[Records taken from a collection]

----------

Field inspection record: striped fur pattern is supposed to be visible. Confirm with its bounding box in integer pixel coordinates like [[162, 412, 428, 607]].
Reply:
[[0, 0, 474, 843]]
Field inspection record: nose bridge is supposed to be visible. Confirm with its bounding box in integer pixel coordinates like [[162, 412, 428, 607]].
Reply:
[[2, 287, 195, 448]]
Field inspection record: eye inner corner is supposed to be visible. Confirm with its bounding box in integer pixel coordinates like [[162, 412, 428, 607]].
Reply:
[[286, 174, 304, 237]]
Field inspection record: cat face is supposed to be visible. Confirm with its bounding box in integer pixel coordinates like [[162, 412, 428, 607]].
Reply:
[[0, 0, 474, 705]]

----------

• **What you should do**:
Rewrite all the items above, replacing each occurrence of "Field inspection record" with "Site survey entry" and leaving everything else unchanged.

• **Reply to the task**:
Site survey entry: striped fur pattern is supposed to be visible. Confirm with its bounding box in integer pixel coordinates like [[162, 412, 428, 607]].
Reply:
[[0, 0, 474, 843]]
Site survey entry: nose bridge is supposed to be visible. Confirm with its bounding box in integer pixel coordinates like [[162, 412, 428, 607]].
Reply:
[[2, 287, 195, 448]]
Site survey entry: eye inner corner is supposed to be visible. Confirm with its bounding box in integer pixel coordinates like [[162, 412, 428, 607]].
Reply:
[[286, 174, 304, 237]]
Site survey entry: cat face is supposed to be visible. Confirm with its bounding box in integer pixel coordinates like [[162, 412, 428, 607]].
Reply:
[[0, 0, 474, 705]]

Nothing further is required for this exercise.